▶ Metin
——————————

Antisemitizm ile ilgili ilk soruya maruz kaldığımda 12 yaşındaydım. İngiltere’de İngilizcemi geliştirmek için gittiğim yaz okulunda Yahudi bir öğrenci Türkiye’de antisemitizme maruz kalıp kalmadığımızı sormuştu. “Hayır” demiştim gururla. O dönem için doğruydu da. Hem farklı dinden öğrencileri arasında ayırım yapmayan laik ve Atatürkçü bir ilkokul öğretmeninin sınıfında okuyacak kadar şanslı, hem de ortaokulumda henüz farklı hissettirecek bir olaya maruz kalmadığımdan göğsümü gere gere “hayır” cevabı verebilmiştim. Belki hiçbir zaman “Yahudi’yim” diye haykırmadım ama yirmili yaşlara kadar antisemitizm üzerine fazla düşünmedim. Bugün, Musevi Lisesi’nde okuyan çocukların polis eşliğinde okuldan çıktığını görünce kalbim parçalanıyor. Kişinin inancının Tanrı ile onun arasında olduğunu, farklı bir dinden olduğu için bir insandan nefret etmenin hiçbir haklı sebebi olamayacağını düşündüm her zaman; hâlâ ve her inanç için böyle düşünüyorum. Din, dil, ırk ayırt etmeksizin, günün sonunda insanlar iyi insanlar ve kötü insanlar olarak ikiye ayrılıyor.
***
1990’larda üniversite eğitimim için gittiğim ABD’nin Massachusetts eyaleti de benim için güvenli bir cennetti. O yıllarda da antisemitizm üzerine çok kafa yormadım. Ülkem sorulduğunda Türkiye, dinim sorulduğunda da Yahudi diyebildim. İlk iki senesinde internet dahi olmayan üniversite öğrenciliğim sırasında ülkem için de dinim için de önyargı yoktu. Varsa da haberim yoktu. Ne de olsa üniversite üçüncü sınıfta ilk defa world wide web ve e-mail kullanmaya başlayan, üniversite dördüncü sınıfta ilk defa tuğla kalınlığında ve sadece telefon açmaya yarayan bir cep telefonuna sahip olan bir nesilden geliyorum. Bugünkü gibi bir tıkla bilgiye erişim şansı yoktu, o dönemlerde bilgiye erişmek kitaplardan ve kütüphanelerdeki gazete arşivlerinden gerçekleşirdi.

——————————

▶ Verilen Kayıtlar

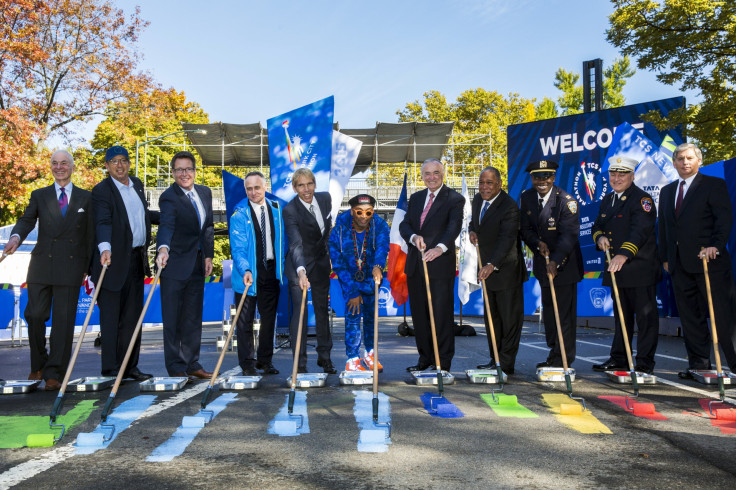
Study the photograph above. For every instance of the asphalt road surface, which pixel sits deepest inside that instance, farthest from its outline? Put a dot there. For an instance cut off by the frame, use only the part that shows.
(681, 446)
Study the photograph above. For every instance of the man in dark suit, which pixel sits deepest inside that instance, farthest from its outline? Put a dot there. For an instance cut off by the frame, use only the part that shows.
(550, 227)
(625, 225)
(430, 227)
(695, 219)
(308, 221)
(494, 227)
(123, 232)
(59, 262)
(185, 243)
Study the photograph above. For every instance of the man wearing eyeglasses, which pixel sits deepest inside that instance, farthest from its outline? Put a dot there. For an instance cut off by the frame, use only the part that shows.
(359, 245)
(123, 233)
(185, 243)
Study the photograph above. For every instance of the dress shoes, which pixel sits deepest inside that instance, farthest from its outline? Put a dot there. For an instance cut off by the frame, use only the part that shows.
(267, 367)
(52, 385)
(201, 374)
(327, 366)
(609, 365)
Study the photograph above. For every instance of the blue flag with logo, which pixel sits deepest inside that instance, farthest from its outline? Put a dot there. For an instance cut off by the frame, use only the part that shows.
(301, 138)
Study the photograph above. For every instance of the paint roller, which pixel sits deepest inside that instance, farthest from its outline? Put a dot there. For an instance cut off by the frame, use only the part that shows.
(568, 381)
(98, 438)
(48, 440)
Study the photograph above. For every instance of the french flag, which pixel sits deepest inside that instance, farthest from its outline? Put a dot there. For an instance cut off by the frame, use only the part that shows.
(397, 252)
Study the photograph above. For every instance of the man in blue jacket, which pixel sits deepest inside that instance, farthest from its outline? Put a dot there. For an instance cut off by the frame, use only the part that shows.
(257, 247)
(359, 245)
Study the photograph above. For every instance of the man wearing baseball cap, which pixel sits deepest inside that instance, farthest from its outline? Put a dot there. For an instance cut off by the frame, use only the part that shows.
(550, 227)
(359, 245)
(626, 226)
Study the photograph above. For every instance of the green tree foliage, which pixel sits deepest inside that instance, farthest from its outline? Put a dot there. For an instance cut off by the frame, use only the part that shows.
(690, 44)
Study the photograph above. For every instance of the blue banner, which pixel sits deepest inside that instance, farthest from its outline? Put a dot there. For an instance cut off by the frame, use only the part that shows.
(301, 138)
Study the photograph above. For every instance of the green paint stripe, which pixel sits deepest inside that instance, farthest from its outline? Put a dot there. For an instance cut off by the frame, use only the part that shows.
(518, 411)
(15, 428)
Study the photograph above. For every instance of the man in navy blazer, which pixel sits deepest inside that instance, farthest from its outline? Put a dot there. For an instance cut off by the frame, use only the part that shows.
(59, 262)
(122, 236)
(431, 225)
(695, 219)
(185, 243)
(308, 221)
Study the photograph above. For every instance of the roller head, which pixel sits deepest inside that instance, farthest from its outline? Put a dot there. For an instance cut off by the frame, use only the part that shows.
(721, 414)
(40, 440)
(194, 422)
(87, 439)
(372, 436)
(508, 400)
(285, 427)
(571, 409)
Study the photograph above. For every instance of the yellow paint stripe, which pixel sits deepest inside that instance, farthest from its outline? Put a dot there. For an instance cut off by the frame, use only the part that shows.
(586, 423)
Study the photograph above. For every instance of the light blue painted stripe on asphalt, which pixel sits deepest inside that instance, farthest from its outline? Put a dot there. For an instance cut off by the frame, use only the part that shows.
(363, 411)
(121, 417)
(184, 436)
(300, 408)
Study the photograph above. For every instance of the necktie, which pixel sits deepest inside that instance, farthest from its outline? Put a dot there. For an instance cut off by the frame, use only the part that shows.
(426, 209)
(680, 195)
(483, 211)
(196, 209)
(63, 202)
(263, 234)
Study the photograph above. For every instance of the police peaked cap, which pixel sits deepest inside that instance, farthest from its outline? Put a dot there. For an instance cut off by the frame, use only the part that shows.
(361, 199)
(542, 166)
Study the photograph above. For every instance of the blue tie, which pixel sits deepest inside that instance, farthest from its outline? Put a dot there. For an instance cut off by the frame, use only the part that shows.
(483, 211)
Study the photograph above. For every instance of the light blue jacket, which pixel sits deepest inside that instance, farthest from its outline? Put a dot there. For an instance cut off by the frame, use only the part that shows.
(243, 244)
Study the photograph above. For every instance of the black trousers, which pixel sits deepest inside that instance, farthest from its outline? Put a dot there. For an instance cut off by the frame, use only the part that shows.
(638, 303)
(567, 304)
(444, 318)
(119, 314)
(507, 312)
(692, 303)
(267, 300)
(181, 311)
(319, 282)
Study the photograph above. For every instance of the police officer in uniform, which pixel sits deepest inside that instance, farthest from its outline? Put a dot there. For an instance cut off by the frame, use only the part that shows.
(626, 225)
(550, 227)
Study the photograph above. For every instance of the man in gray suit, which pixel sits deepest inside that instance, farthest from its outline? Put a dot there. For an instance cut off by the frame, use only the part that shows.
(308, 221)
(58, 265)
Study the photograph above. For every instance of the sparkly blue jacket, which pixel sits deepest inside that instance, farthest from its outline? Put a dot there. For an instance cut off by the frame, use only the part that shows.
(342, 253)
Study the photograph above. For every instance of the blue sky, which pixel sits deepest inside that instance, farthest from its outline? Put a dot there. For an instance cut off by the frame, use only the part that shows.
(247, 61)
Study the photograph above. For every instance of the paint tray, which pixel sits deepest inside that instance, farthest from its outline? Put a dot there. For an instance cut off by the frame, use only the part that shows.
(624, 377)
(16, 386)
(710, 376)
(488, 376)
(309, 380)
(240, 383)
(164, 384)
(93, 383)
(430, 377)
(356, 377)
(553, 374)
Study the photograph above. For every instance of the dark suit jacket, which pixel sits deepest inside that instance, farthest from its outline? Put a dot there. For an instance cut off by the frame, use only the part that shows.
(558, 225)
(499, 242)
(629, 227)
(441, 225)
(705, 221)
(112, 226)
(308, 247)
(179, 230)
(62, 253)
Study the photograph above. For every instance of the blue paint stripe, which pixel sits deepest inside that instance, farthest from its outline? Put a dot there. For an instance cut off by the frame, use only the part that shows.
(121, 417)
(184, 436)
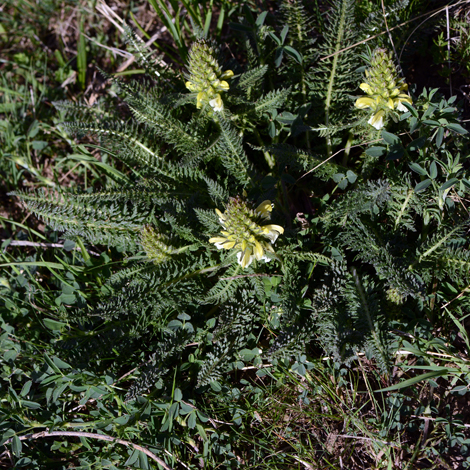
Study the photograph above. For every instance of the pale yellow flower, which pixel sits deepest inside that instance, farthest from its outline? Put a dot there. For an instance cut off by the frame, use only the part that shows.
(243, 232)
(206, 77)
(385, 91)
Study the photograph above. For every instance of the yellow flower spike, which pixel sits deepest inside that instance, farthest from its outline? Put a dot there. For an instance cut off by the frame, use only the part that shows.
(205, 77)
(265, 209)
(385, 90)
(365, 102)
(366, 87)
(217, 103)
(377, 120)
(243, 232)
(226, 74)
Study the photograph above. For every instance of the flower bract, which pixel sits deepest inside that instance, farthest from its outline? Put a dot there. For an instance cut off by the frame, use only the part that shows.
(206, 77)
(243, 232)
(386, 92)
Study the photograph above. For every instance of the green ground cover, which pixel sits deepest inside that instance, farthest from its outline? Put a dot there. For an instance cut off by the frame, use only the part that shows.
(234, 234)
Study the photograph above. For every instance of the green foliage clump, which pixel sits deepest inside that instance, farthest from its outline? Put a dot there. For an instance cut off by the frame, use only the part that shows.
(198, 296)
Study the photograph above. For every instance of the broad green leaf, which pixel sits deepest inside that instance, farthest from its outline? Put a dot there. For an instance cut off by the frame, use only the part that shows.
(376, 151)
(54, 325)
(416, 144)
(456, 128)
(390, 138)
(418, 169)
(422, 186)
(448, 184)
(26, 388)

——————————

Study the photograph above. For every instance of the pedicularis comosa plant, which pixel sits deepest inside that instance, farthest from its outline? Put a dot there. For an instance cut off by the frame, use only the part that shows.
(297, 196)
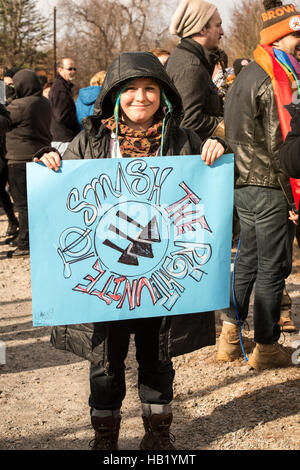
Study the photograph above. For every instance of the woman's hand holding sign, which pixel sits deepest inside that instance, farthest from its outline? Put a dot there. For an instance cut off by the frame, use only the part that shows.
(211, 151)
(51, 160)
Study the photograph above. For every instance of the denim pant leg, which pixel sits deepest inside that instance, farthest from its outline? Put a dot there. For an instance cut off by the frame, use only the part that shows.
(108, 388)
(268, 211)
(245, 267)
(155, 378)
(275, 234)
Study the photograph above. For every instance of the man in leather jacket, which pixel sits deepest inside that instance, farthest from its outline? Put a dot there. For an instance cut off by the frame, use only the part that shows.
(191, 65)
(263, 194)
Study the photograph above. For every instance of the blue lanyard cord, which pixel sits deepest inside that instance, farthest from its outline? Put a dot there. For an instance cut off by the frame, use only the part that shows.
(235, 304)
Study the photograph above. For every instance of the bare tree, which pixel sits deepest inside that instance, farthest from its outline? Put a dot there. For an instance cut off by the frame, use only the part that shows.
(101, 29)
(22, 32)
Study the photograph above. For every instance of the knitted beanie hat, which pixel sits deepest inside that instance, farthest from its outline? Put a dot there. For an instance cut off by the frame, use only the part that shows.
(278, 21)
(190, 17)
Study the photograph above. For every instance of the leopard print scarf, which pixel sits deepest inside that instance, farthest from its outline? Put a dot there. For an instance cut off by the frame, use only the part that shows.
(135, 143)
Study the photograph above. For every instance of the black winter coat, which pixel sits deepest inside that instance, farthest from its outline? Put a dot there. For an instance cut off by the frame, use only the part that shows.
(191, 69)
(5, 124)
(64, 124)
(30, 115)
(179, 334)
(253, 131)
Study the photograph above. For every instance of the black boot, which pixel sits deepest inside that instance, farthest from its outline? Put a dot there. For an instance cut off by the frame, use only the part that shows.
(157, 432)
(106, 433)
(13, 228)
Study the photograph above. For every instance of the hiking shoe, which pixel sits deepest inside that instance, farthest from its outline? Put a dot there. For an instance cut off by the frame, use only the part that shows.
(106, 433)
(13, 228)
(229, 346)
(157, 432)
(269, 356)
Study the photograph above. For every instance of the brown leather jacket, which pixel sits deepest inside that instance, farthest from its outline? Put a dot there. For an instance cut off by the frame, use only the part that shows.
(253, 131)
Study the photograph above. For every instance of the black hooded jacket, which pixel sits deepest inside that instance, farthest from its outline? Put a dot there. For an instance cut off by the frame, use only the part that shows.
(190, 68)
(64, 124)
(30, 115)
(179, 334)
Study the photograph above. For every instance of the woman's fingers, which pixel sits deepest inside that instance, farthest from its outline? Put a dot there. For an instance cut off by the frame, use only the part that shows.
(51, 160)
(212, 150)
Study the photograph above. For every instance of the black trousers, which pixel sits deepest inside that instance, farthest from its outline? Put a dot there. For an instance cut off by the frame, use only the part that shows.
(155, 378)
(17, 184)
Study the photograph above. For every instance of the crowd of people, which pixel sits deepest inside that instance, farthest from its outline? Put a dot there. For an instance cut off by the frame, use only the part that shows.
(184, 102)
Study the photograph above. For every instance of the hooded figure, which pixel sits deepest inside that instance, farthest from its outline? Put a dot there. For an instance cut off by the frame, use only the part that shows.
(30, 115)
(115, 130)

——————————

▶ Yapacağınız İş
Antisemitizm üzerine olan metne göre aşağıdaki soruları yanıtlayın.
(a) Yazar, antisemitizmle ilgili ilk soruyla kaç yaşındayken karşılaştı?
(b) Yazar, üniversite eğitimi için ABD'nin hangi eyaletine gitti?
(c) Yazar, ilk cep telefonuna üniversitenin kaçıncı sınıfında sahip oldu?

▶ Alıştırmanın Çözümü
(a) 12 yaşındayken.
(b) Massachusetts eyaletine.
(c) Dördüncü sınıfında.